-- DATA FOR THIS TASK follows --

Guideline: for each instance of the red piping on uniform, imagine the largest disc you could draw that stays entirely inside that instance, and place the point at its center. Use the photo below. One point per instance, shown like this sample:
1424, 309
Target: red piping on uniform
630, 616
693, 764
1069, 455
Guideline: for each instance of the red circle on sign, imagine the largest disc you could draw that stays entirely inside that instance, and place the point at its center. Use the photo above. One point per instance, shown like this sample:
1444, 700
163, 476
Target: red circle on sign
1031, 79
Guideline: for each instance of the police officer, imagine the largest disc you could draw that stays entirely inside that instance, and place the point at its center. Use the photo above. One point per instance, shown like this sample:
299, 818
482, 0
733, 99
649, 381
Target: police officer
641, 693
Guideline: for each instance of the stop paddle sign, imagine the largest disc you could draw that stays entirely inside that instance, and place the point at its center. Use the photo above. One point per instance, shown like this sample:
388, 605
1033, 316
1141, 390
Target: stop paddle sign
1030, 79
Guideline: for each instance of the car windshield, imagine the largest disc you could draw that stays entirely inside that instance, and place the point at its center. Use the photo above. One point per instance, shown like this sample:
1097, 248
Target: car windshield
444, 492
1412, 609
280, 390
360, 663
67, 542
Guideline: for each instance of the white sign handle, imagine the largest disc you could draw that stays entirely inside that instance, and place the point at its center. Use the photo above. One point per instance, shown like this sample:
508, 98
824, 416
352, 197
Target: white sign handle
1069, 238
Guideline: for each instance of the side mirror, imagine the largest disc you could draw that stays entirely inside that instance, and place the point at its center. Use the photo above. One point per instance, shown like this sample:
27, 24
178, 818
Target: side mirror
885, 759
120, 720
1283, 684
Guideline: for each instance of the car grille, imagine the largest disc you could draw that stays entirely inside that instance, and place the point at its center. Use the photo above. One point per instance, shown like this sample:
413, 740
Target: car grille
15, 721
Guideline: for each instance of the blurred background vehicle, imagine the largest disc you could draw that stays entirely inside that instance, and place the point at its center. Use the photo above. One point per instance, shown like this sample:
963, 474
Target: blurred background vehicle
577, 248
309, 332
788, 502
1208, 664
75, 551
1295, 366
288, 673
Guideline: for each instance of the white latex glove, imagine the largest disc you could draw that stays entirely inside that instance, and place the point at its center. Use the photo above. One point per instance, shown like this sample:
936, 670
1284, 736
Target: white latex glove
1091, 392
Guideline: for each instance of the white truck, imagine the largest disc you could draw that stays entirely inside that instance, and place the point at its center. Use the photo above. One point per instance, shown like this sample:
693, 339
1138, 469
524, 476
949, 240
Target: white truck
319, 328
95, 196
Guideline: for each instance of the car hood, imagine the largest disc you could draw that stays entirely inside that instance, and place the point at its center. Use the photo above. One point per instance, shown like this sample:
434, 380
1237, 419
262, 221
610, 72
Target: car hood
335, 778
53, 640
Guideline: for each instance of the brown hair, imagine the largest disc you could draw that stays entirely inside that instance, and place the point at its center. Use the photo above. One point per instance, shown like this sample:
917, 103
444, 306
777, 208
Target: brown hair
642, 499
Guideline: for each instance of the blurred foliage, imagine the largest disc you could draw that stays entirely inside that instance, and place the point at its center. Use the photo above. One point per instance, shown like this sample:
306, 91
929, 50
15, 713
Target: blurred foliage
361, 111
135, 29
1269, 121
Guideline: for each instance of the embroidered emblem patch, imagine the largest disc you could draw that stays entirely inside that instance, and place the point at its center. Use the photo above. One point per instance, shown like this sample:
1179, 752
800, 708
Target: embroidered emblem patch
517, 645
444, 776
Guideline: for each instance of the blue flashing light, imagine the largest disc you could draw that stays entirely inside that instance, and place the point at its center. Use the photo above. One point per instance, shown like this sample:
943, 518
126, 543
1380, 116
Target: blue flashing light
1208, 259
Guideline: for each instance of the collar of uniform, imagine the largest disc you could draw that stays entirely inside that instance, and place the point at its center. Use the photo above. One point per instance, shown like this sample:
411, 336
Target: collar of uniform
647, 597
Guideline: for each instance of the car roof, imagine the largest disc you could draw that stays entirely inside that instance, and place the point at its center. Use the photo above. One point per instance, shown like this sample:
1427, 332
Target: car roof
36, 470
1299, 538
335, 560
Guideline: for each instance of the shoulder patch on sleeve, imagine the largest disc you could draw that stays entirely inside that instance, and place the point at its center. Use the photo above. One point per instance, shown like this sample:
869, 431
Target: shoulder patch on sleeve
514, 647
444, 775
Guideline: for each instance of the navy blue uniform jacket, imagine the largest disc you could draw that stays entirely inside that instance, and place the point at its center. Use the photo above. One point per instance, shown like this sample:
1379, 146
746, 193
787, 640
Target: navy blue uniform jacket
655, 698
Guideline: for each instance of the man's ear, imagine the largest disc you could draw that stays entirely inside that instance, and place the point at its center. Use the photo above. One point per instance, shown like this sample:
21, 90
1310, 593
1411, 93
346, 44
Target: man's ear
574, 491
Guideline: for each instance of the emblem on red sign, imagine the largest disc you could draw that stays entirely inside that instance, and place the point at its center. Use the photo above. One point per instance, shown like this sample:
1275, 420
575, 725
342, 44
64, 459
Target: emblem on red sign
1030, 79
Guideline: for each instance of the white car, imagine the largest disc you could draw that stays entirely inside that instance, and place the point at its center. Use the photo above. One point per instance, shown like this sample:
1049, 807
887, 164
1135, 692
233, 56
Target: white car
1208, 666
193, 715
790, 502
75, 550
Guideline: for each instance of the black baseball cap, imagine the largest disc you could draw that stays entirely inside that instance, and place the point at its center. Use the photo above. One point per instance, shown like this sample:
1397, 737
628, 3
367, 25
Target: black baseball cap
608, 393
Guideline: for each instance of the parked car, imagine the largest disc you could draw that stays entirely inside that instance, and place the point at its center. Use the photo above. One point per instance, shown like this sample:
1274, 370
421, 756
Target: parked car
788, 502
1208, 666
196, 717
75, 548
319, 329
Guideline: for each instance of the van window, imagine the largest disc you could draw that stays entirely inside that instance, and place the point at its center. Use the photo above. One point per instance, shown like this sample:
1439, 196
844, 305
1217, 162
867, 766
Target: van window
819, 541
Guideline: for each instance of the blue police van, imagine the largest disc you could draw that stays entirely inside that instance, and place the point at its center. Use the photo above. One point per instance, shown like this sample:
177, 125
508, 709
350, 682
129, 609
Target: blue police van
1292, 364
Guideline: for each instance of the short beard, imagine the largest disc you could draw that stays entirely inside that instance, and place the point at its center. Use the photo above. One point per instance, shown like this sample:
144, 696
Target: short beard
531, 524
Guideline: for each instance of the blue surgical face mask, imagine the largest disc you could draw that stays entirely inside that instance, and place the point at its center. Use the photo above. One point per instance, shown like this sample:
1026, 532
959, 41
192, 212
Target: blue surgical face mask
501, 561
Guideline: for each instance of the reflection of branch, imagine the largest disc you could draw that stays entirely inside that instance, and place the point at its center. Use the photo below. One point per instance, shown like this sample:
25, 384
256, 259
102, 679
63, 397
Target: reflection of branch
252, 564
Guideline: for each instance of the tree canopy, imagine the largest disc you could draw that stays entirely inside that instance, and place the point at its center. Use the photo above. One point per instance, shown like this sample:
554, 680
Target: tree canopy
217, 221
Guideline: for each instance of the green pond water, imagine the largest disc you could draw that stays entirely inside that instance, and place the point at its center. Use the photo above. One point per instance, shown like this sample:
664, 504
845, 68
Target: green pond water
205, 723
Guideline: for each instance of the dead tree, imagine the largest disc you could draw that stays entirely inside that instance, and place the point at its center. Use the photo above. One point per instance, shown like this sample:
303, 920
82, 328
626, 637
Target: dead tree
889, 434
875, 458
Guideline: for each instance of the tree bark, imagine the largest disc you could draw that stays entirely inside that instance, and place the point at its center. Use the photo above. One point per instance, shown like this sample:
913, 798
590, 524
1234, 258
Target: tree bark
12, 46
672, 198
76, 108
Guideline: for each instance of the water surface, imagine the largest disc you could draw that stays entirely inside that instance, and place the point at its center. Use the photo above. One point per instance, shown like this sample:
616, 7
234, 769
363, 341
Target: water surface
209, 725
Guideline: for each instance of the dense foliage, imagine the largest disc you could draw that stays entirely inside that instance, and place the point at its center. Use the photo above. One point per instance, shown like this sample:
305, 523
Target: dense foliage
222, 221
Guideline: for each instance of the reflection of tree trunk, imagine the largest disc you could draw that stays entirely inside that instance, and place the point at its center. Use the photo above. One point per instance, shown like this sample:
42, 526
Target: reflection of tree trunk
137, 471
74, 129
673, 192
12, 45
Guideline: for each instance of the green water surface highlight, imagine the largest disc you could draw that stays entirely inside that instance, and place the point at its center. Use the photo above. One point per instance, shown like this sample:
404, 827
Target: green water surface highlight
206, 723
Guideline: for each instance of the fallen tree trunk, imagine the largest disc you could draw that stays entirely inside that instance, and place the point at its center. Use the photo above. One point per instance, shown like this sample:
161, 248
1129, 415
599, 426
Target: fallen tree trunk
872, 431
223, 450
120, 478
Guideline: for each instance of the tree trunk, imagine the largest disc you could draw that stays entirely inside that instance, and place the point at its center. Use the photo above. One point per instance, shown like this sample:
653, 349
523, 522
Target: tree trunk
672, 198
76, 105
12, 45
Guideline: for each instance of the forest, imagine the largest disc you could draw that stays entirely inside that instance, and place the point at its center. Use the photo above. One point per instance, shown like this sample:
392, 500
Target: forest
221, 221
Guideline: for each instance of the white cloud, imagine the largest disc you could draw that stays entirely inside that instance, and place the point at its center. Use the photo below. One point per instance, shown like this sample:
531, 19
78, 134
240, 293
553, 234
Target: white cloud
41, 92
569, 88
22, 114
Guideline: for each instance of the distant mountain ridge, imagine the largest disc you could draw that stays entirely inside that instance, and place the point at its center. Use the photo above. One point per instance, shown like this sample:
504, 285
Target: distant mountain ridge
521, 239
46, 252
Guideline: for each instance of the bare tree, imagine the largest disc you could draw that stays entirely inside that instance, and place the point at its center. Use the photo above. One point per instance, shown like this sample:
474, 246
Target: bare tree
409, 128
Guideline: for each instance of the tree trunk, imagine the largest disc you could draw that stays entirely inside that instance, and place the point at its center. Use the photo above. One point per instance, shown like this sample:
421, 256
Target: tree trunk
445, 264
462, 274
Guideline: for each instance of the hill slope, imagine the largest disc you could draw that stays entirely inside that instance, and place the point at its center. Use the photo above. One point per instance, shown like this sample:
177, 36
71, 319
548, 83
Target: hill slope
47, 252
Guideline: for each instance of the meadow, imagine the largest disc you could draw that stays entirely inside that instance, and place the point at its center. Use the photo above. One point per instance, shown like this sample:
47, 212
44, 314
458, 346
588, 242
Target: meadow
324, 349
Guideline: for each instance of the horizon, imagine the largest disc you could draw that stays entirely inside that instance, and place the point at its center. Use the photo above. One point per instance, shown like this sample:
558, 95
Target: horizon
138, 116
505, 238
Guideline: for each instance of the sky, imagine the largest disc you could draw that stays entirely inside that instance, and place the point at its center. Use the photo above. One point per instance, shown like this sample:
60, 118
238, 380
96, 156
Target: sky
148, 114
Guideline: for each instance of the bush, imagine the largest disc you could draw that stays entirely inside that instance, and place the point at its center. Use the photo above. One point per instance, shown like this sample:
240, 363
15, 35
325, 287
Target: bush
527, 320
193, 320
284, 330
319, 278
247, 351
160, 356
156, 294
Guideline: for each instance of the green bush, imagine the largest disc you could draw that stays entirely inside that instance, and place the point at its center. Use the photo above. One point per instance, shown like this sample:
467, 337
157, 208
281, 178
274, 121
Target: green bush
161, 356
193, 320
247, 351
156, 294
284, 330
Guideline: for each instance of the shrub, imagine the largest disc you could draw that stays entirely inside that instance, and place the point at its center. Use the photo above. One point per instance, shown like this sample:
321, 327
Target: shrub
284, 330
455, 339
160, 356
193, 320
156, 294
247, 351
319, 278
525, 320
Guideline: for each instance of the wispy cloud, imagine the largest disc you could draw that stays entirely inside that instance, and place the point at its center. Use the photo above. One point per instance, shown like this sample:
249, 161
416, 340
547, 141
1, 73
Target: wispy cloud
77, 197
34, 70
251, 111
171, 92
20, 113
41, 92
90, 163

-- DATA FOR THIS TASK concluded --

WHAT YOU SHOULD DO:
Please show all lines from the entries that contain the word "below".

YOUR RESPONSE:
Guideline: for each instance of the red piping on uniform, imagine the largest disc you could draw that stays entirely inside that instance, and place the point at its center. Use the photo below. One point per instance, shown like this sample:
Guideline: for each instance of the reflection of branch, imagine the largest disc you could draw that stays entirely inside that instance, and place the point at its center. Use the photo below. One point per instance, shown like this sample:
Guideline: for each instance of the white cloud, imagine the largest disc you could draw that stays entirely inside that instance, and place the point at its center. Use the photo below. One point per instance, shown like this sample:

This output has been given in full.